Text section:
_ _ _

Waves could help power our future
The announcement last week that the Maui gas field might run out 2 years early is a worry because New Zealand relies on natural gas for much of its energy needs. There are also emission problems associated with burning fossil fuels, and fossil fuels are not renewable. So, where can we get the energy we need if we want to increase our economic prosperity and improve our standard of living, without damaging the environment?
One potential, and as yet untapped, energy source around New Zealand is wave power. The resource is enormous, environmentally friendly, and renewable, as is wind energy. Although wind generators are becoming a feature of our landscape, wave generation has not taken off here. Yet there are operational systems under trial in North America and Europe.
National Institute of Water and Atmospheric Research (NIWA) studies show there is an exploitable energy resource around much of our coastline. On average, a 10-km length of New Zealand’s coastline is exposed to as much energy from waves as the energy produced by the Benmore hydroelectric power station – over 200 MW, worth about $200 million a year. Offshore, the resource is much greater, but less accessible. NIWA scientists can now simulate wave conditions for the entire coastline and identify the most likely regions for future exploitation.

_ _ _

Information provided:
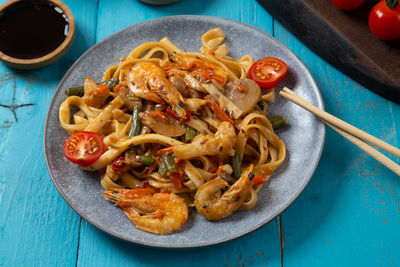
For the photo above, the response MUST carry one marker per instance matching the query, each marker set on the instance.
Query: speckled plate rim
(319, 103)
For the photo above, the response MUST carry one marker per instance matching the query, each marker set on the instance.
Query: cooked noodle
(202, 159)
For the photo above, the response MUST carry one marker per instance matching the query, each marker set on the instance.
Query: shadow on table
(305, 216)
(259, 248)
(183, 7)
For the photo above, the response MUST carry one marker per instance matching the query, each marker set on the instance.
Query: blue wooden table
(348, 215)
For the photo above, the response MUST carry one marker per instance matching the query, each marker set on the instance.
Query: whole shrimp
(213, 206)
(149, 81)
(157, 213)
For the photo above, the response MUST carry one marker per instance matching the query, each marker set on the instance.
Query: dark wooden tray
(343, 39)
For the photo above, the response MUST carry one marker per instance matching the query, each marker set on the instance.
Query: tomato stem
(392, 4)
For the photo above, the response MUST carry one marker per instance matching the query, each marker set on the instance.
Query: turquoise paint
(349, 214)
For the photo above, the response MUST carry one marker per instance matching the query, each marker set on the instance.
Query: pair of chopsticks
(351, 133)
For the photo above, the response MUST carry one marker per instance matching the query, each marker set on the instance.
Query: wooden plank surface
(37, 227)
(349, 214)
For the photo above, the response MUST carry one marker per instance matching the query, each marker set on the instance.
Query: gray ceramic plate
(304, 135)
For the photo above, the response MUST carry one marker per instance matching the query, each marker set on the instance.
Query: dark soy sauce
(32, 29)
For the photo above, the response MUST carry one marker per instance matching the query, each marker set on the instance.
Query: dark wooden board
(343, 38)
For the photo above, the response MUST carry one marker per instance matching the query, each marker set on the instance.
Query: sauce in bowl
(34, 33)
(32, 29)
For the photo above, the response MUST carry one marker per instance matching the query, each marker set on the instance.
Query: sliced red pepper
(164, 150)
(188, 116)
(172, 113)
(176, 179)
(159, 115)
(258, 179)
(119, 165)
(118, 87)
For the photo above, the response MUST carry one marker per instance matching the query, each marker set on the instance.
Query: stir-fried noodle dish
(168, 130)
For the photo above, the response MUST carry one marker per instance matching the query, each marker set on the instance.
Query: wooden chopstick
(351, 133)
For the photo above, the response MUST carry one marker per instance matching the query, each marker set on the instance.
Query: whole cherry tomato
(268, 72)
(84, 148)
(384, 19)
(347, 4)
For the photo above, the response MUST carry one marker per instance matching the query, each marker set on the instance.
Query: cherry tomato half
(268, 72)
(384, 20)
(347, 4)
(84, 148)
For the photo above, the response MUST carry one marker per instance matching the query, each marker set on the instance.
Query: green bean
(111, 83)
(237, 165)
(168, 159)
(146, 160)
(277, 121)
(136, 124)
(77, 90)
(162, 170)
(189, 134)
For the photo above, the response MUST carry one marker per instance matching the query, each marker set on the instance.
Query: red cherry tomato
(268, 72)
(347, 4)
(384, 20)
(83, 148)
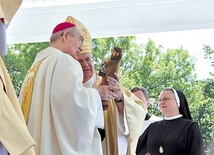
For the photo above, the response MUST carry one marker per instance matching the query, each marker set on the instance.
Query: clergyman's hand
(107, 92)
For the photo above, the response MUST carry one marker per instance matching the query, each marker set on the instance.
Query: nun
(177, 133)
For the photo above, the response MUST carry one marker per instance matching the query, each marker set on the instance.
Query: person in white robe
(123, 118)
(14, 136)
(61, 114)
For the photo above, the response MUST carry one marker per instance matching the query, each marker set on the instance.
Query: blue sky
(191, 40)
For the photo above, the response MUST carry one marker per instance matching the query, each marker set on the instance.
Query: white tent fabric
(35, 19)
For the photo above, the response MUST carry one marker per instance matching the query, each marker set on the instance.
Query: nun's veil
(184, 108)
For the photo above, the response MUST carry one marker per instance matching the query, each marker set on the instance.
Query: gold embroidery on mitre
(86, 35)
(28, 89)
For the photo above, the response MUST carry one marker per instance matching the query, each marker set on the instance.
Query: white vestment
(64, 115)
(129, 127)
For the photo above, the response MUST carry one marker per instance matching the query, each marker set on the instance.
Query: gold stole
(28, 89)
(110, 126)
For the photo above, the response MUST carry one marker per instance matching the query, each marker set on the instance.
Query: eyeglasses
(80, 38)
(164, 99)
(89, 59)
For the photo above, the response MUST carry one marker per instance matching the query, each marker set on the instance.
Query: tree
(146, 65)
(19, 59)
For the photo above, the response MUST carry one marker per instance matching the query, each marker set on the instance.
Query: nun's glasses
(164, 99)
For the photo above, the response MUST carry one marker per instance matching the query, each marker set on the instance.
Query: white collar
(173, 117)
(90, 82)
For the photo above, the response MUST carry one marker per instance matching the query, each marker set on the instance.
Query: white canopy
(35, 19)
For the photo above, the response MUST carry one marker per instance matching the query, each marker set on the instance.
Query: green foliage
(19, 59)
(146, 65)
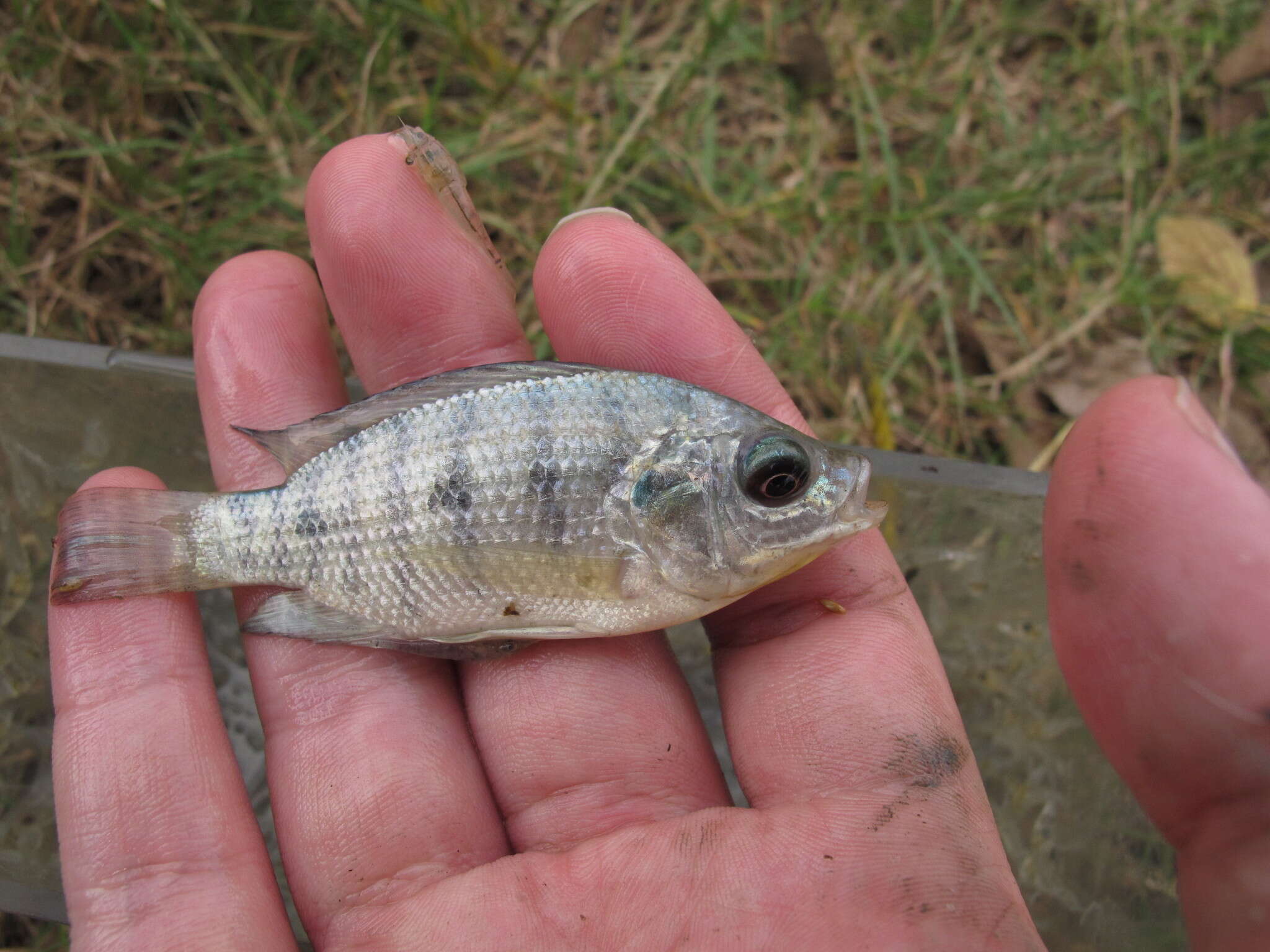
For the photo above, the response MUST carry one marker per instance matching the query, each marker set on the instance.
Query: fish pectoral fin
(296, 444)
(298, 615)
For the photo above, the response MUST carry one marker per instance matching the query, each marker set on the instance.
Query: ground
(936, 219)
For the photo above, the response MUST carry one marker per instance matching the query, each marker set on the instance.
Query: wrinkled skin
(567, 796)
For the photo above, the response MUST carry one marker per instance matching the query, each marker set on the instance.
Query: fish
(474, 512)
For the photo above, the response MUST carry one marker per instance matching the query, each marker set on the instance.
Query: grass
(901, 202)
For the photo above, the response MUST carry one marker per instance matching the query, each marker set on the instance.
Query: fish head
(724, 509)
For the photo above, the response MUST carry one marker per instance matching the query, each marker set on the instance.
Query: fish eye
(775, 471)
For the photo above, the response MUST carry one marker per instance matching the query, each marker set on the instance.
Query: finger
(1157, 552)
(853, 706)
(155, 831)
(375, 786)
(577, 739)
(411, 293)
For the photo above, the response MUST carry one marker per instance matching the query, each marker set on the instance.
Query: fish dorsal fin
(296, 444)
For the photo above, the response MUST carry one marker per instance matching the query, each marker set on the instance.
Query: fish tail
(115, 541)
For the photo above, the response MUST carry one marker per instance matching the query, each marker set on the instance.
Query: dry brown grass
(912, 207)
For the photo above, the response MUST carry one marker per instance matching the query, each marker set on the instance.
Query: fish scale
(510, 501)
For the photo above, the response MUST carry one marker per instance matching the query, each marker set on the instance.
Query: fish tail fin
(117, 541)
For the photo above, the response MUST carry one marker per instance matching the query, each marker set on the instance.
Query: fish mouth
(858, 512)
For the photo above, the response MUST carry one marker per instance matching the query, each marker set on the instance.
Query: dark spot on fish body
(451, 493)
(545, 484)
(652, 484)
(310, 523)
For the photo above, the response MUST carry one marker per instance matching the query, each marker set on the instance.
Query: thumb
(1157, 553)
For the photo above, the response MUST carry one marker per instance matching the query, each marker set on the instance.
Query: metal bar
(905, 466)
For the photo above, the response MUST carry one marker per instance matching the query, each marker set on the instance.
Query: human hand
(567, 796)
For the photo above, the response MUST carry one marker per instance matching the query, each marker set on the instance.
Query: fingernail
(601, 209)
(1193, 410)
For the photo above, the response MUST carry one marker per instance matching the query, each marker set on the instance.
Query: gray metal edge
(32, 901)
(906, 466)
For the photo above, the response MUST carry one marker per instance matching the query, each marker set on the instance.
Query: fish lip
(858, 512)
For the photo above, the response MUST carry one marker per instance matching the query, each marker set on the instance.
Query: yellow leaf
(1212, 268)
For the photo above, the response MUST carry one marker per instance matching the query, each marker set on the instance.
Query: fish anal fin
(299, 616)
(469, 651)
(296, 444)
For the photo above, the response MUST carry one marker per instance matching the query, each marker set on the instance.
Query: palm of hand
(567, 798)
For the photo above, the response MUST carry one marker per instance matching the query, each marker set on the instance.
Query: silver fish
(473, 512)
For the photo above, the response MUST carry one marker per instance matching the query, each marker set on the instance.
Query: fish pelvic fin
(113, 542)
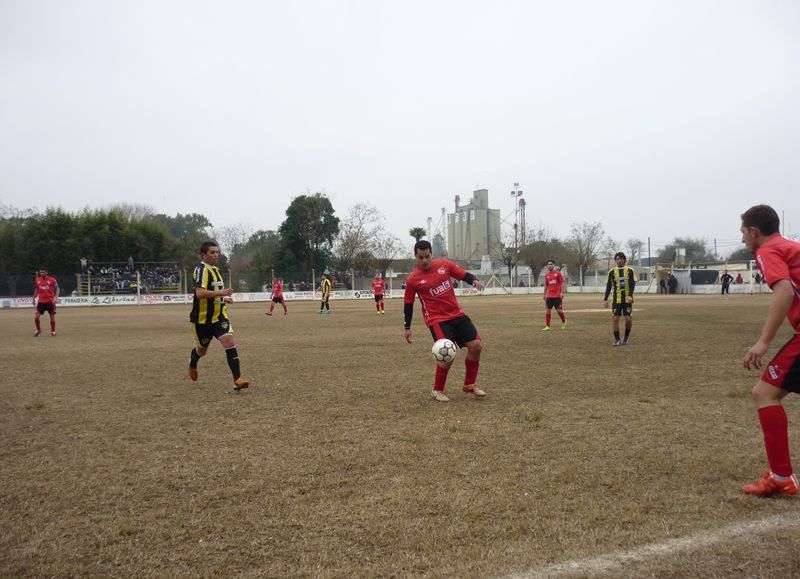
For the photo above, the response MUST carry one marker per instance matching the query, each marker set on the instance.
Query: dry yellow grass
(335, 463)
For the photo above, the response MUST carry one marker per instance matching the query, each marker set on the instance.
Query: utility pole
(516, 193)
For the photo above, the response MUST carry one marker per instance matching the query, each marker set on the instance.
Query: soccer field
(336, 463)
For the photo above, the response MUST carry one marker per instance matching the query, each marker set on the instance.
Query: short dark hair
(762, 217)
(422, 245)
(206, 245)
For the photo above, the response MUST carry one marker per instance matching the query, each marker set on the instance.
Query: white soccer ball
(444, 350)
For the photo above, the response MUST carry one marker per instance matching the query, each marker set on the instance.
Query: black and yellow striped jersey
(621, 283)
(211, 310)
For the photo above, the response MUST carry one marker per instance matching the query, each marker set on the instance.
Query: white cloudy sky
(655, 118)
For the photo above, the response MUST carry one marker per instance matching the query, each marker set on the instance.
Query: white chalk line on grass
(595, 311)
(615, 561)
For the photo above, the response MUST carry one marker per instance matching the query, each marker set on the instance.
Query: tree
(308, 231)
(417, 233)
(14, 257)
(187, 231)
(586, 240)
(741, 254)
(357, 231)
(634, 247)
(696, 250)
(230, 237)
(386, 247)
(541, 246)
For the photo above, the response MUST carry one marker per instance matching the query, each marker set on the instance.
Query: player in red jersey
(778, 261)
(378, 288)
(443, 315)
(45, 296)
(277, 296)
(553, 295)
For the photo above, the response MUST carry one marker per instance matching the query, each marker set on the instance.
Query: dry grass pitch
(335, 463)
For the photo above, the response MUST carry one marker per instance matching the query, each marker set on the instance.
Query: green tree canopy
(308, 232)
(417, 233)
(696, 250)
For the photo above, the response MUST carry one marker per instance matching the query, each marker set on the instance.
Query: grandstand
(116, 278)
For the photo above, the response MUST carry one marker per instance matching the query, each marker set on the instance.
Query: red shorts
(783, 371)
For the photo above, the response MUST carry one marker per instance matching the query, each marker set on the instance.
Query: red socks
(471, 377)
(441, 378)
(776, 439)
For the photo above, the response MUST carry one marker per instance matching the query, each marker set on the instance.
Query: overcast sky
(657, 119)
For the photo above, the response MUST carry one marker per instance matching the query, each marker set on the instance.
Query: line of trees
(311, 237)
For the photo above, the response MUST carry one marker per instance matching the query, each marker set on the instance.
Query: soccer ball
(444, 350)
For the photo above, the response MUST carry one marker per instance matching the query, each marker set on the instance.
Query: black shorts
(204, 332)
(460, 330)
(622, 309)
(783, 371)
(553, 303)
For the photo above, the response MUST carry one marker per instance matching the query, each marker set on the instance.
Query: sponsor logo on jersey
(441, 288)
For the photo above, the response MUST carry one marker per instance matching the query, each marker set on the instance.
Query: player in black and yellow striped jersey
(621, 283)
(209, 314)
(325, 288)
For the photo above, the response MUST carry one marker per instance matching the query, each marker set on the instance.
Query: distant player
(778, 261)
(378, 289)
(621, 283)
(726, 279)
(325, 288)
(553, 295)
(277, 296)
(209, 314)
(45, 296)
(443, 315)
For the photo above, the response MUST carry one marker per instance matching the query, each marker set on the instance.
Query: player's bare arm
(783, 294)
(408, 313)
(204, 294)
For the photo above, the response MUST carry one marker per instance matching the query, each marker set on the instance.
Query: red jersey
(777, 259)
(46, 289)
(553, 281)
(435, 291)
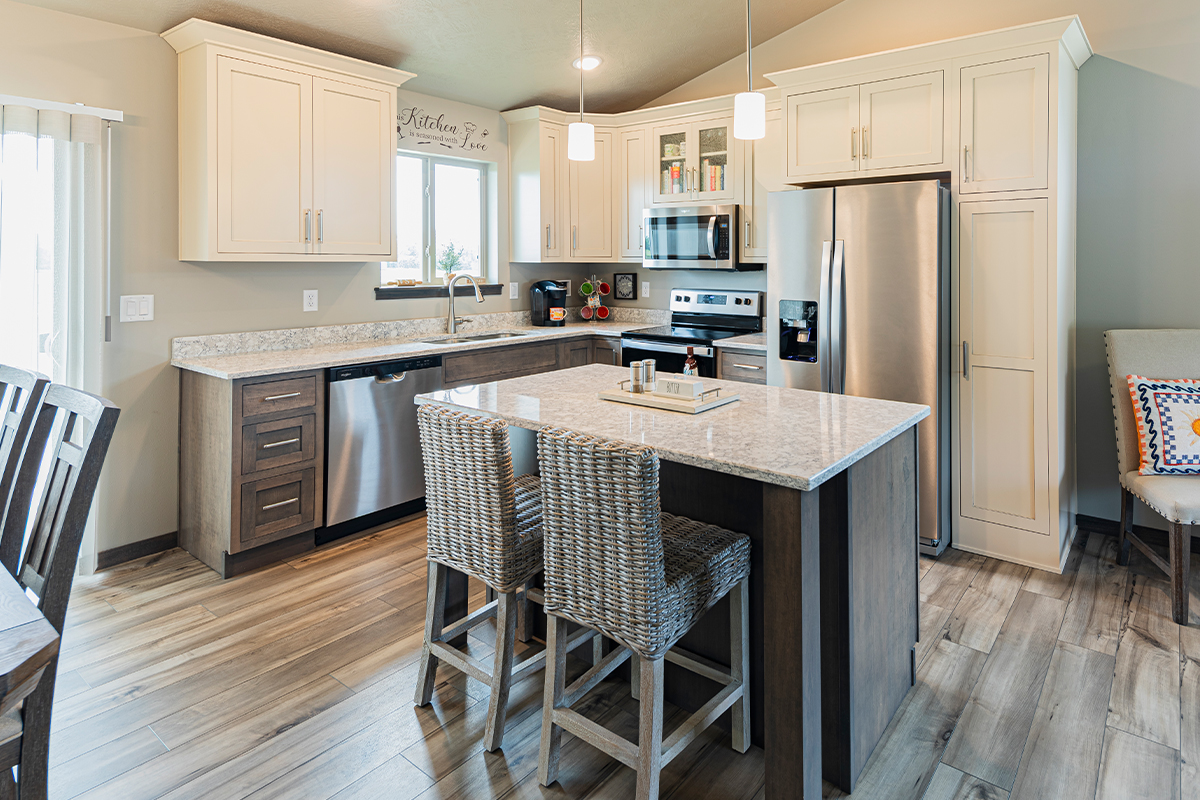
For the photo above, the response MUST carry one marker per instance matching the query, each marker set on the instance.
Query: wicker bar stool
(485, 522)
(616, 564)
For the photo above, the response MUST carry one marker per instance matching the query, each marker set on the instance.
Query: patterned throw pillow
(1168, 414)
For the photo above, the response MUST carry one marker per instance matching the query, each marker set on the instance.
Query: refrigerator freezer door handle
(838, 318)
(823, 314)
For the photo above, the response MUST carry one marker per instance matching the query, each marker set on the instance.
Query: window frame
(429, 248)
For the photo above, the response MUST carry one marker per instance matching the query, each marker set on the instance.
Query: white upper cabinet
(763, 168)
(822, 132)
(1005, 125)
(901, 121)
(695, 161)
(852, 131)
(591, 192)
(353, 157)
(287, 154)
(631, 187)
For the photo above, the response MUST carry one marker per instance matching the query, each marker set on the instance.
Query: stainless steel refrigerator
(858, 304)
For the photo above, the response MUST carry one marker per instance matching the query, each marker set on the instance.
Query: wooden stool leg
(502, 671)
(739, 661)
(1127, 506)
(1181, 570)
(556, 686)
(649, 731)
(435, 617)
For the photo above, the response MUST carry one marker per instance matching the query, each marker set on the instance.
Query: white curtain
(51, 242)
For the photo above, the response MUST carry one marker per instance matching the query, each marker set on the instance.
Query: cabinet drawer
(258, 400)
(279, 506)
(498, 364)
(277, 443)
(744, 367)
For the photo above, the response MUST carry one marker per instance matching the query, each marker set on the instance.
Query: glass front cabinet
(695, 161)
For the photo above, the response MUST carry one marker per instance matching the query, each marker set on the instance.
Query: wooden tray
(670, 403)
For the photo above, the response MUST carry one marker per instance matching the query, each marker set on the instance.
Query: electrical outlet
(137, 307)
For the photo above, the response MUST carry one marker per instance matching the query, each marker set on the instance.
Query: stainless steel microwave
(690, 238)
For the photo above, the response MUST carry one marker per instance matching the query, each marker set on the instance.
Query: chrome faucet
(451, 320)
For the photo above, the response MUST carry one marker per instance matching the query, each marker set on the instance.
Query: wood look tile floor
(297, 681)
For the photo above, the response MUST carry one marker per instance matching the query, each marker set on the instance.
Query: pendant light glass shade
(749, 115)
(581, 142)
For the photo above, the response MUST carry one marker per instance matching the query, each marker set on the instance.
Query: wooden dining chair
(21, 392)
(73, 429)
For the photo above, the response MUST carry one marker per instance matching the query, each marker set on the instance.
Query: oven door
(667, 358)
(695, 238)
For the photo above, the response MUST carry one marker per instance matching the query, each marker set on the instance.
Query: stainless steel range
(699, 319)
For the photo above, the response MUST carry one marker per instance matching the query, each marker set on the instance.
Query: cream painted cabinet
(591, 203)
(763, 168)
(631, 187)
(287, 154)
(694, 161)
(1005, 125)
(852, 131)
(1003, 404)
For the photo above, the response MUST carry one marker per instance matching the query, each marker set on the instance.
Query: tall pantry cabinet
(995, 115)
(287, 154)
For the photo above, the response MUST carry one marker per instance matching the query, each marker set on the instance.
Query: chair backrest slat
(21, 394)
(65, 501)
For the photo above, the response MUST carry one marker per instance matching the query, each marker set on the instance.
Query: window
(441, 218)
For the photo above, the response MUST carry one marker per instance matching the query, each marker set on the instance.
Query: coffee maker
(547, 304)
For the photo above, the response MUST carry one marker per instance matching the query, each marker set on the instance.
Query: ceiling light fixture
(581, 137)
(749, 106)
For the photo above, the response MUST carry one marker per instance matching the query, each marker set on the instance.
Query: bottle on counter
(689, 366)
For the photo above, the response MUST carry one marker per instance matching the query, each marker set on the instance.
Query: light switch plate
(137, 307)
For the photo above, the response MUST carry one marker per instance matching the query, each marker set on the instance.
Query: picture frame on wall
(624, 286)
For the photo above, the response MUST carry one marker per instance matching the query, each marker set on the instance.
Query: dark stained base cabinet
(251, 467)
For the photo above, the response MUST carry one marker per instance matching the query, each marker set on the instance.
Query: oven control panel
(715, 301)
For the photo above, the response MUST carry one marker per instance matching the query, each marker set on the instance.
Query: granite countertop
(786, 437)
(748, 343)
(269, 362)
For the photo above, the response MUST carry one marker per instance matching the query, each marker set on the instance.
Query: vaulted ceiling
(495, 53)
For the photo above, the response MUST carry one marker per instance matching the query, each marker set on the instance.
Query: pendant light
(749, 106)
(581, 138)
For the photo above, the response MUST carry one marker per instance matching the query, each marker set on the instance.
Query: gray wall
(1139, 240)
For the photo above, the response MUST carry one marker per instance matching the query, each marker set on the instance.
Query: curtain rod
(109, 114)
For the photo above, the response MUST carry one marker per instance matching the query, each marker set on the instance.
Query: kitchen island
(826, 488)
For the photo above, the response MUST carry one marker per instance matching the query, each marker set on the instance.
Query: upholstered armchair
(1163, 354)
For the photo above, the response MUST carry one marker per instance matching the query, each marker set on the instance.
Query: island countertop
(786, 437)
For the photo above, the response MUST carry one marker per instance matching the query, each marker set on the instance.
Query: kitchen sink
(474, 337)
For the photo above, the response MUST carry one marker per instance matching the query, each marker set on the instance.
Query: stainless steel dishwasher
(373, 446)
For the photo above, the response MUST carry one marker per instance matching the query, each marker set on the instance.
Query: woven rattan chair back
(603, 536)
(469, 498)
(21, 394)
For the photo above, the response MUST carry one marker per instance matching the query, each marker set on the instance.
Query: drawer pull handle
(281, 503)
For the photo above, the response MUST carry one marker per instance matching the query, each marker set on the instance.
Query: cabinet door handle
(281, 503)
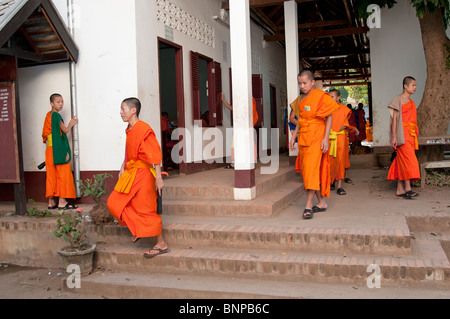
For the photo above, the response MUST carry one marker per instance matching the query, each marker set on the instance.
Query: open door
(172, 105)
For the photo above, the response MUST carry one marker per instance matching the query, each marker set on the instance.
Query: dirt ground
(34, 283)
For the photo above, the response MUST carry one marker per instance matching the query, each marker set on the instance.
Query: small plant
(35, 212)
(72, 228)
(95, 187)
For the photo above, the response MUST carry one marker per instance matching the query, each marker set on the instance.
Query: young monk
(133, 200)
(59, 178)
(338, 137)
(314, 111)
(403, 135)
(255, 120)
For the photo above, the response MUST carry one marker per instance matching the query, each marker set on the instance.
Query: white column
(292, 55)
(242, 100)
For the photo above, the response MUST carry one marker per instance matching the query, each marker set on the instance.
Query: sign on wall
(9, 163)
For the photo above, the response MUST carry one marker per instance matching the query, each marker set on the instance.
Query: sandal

_ _ _

Problem statement: Please answer from the wave power article: on average, how much wave energy is a 10-km length of New Zealand's coastline exposed to?

Full solution: As much as the Benmore hydroelectric power station produces: over 200 MW, worth about $200 million a year.